Listed entries:

>>

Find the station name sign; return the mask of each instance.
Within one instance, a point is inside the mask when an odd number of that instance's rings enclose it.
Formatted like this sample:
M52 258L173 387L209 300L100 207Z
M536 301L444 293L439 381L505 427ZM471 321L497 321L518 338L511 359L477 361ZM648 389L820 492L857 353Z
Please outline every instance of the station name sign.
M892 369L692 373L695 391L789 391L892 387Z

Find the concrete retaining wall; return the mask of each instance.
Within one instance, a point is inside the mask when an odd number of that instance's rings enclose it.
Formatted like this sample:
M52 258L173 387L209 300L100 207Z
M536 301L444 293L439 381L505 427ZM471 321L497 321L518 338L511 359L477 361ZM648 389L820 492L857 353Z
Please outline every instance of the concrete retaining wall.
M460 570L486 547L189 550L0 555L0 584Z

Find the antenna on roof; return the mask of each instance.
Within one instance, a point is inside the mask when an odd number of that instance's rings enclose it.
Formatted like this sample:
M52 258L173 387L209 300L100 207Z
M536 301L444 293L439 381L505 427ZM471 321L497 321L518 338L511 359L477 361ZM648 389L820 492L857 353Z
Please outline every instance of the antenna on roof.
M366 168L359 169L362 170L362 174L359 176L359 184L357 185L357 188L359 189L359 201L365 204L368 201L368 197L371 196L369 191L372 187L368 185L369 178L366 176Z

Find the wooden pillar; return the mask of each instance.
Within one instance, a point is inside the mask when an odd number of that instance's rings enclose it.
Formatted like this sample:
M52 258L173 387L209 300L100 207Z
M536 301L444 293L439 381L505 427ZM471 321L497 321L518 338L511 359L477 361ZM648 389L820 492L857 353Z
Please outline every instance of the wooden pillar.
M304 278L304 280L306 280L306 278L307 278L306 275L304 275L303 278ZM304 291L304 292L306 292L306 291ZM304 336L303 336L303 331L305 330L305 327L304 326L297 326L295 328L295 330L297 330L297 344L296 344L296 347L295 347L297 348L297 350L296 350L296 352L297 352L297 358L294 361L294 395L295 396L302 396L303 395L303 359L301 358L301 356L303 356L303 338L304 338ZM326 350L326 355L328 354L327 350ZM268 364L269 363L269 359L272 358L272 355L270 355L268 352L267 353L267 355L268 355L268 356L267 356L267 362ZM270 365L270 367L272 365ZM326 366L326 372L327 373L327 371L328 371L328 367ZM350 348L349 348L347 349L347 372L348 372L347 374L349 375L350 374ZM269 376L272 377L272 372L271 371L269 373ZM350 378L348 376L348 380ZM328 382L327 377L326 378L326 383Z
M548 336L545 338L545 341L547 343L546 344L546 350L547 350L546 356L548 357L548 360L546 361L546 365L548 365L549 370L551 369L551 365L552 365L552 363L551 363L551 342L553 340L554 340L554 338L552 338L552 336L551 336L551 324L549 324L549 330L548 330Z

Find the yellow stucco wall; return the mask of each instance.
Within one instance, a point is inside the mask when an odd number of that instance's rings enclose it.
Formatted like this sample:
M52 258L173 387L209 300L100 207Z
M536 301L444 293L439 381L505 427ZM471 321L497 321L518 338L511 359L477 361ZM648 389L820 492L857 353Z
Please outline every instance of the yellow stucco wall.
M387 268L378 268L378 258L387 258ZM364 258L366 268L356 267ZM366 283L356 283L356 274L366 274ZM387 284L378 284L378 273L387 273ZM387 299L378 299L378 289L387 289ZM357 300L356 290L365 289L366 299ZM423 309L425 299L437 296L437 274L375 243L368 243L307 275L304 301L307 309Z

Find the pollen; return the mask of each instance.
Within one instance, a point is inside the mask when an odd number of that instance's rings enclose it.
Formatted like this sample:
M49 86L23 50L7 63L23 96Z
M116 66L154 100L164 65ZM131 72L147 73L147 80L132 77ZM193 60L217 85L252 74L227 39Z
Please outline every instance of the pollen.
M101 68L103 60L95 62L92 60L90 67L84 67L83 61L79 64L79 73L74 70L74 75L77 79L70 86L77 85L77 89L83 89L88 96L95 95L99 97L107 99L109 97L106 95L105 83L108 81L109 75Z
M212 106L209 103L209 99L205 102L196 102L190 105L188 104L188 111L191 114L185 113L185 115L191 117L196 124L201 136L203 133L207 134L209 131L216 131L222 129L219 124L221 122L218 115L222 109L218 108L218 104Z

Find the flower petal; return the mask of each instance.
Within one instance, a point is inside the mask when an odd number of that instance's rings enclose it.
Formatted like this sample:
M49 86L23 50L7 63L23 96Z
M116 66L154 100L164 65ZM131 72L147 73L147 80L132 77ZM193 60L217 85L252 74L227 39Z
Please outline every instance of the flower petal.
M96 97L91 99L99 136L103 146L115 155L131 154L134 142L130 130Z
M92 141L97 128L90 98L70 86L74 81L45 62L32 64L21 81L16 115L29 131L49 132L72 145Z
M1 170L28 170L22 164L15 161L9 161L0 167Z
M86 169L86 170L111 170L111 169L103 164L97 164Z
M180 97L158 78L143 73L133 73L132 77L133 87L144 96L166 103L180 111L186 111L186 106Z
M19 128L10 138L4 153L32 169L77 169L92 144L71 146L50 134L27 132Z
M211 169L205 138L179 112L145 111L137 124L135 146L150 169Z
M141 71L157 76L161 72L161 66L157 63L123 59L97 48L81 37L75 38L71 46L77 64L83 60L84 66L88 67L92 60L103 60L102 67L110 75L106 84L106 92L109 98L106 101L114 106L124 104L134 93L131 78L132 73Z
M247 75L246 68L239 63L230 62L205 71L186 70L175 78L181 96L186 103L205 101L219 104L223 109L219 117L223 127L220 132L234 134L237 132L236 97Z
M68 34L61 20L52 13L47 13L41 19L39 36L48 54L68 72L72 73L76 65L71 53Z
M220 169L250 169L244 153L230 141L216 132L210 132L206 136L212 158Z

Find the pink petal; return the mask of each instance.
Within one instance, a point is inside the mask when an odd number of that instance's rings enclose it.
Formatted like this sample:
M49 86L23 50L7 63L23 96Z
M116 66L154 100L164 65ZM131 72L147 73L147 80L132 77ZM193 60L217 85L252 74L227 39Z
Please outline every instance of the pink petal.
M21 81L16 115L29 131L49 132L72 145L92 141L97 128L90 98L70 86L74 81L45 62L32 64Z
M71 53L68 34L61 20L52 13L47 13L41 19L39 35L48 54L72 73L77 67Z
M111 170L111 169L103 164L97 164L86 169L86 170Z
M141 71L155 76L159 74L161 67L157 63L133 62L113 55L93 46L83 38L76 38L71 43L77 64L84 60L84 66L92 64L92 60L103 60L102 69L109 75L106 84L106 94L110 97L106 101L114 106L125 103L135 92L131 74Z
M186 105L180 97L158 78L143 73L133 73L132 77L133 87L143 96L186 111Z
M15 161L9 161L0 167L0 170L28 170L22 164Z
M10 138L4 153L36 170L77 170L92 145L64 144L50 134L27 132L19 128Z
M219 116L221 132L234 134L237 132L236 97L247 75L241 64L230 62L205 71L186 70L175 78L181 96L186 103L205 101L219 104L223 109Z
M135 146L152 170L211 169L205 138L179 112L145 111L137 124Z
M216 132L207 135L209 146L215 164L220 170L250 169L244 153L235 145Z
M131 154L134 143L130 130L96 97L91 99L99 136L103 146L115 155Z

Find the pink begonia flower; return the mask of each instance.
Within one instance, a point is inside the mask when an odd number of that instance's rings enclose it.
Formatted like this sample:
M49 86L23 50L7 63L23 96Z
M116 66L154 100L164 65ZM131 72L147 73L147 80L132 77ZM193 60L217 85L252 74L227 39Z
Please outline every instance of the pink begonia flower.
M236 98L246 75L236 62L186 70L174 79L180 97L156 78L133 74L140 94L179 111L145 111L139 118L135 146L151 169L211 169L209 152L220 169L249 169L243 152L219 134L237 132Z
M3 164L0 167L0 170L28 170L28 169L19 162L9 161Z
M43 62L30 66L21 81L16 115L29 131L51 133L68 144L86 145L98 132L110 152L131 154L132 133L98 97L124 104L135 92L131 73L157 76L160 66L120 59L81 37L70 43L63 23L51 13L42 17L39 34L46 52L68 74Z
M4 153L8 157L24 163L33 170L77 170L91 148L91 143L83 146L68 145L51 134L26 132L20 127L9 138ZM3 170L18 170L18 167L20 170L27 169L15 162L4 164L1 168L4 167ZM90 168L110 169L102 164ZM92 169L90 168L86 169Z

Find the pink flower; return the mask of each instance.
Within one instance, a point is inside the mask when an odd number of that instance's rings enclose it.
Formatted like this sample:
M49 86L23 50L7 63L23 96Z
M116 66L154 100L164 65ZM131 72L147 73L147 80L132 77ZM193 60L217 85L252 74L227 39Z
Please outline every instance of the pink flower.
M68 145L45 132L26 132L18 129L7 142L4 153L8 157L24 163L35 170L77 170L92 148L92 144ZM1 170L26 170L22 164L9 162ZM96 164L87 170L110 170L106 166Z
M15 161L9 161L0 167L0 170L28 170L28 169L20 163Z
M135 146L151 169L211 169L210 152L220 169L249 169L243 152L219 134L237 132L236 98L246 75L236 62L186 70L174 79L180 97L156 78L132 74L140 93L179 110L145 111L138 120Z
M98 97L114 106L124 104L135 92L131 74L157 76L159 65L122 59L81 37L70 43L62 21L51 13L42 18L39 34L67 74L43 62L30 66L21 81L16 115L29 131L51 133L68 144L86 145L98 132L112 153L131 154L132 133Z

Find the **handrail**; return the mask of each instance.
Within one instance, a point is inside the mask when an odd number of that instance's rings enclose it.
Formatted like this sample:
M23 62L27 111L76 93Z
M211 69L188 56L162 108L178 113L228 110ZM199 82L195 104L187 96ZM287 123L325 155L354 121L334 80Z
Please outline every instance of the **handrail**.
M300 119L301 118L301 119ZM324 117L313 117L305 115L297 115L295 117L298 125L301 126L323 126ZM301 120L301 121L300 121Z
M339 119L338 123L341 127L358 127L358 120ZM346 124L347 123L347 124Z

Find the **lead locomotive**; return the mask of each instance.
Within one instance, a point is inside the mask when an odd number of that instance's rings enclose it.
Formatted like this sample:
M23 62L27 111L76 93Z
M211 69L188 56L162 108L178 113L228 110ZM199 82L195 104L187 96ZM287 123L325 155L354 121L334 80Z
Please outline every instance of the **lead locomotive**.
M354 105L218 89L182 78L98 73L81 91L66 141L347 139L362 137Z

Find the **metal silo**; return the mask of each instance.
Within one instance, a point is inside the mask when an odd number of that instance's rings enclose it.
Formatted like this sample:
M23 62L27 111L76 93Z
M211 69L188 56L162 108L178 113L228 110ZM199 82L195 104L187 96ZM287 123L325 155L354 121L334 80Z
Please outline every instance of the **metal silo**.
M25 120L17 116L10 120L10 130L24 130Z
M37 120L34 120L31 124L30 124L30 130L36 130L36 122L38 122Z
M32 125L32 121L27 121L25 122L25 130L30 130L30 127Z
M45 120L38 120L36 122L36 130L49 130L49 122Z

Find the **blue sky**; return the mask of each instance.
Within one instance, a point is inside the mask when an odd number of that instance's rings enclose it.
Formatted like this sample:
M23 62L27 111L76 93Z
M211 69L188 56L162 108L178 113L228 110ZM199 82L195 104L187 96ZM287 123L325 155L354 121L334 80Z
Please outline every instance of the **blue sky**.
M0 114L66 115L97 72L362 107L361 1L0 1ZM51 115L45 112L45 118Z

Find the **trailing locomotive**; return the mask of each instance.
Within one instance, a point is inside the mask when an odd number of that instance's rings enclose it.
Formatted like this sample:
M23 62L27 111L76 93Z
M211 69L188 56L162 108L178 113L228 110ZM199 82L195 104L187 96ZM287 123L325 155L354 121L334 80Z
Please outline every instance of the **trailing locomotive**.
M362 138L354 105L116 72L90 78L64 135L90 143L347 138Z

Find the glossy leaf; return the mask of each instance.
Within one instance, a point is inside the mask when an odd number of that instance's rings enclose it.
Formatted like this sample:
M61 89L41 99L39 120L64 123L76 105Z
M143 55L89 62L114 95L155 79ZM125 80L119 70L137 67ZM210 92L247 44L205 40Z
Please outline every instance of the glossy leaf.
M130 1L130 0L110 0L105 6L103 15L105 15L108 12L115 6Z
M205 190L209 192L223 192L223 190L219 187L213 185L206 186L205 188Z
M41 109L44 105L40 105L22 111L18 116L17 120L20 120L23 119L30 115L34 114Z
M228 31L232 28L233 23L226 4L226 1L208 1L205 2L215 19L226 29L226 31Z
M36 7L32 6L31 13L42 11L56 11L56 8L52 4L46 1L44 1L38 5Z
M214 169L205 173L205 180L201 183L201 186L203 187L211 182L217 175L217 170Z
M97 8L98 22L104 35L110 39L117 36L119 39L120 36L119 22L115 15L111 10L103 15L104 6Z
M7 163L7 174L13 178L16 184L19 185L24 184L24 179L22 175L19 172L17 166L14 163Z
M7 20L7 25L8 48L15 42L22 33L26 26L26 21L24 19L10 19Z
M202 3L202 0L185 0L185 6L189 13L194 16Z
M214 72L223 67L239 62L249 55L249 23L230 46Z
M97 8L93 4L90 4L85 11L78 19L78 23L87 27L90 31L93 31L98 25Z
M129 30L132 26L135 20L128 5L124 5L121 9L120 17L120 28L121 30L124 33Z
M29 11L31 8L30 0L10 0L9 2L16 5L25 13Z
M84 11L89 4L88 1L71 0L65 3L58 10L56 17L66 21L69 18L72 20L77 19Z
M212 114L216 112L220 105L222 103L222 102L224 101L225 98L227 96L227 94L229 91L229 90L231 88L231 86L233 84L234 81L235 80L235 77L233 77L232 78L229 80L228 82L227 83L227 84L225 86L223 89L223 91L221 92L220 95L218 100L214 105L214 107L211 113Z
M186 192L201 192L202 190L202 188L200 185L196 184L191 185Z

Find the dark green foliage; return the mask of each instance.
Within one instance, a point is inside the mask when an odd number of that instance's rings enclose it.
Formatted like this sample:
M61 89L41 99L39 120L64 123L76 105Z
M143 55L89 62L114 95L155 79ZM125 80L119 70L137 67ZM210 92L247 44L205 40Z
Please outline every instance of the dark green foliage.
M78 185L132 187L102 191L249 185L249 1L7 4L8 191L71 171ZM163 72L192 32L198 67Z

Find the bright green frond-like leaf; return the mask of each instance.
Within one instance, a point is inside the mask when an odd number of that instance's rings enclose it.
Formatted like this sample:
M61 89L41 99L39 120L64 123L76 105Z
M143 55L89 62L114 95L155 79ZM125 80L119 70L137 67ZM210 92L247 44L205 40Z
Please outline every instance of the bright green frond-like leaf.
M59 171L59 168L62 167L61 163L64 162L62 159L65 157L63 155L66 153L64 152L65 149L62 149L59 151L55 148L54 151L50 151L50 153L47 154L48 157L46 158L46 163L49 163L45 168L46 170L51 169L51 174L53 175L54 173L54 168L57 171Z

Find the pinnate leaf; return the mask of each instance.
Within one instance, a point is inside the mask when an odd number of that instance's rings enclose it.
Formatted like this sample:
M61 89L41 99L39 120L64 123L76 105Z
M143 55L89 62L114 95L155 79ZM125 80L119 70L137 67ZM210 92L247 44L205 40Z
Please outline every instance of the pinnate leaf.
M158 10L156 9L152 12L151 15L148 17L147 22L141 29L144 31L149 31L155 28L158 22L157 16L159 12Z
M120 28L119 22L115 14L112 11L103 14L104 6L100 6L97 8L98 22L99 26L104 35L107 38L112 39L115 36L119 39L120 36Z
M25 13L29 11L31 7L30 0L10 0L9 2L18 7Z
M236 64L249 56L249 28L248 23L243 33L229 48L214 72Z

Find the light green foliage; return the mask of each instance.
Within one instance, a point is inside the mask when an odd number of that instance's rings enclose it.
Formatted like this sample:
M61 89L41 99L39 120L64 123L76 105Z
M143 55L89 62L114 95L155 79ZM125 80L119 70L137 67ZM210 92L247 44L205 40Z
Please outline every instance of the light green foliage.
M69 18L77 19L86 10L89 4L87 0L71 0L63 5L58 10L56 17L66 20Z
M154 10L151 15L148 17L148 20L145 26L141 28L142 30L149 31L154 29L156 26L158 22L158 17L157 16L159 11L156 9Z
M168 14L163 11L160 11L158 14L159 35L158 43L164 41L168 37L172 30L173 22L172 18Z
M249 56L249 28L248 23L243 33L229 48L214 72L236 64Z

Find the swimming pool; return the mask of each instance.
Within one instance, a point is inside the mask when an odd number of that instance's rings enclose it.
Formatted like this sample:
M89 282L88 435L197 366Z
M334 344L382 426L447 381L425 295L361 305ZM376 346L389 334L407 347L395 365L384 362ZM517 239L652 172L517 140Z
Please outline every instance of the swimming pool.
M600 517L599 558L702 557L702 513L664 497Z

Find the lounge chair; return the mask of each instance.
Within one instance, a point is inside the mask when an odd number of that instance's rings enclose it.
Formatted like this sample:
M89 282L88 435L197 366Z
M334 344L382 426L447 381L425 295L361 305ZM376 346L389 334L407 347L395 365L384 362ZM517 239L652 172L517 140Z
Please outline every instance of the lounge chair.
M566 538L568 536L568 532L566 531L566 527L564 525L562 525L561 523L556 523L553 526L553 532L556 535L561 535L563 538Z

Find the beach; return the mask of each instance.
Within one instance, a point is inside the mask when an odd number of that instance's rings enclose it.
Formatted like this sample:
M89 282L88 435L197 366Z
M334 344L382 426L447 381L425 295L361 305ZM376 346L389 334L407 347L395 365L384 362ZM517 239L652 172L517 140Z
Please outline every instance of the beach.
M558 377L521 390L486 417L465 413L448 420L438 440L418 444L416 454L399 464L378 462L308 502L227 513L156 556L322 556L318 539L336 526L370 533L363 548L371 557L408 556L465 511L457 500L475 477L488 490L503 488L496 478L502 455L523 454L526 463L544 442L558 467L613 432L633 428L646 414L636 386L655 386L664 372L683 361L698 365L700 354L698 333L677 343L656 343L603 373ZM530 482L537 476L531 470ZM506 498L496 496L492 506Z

<<

Short exercise: Find the line containing "Find the beach;" in the material above. Print it and every line after it through the end, exactly and only those.

The response:
Find the beach; return the mask of each instance.
Within one instance, a point is inside the mask when an odd number of that instance's rings enclose it.
Formatted like this sample:
M89 282L88 435L197 366Z
M334 344L382 426L447 381L425 295L361 305ZM376 346L389 334L407 347L395 365L384 362ZM517 239L652 172L517 140Z
Please outline every instance of the beach.
M558 377L521 390L486 417L465 413L448 420L438 440L418 444L416 454L399 464L378 462L308 502L227 513L156 556L322 556L318 539L336 526L370 533L363 548L371 557L408 556L465 511L457 500L475 477L488 490L503 488L496 478L502 455L523 454L526 463L544 442L558 467L613 432L633 428L646 414L636 386L655 386L664 372L683 361L698 365L700 354L698 333L677 343L656 343L603 373ZM530 482L537 476L531 470ZM506 498L496 496L492 506Z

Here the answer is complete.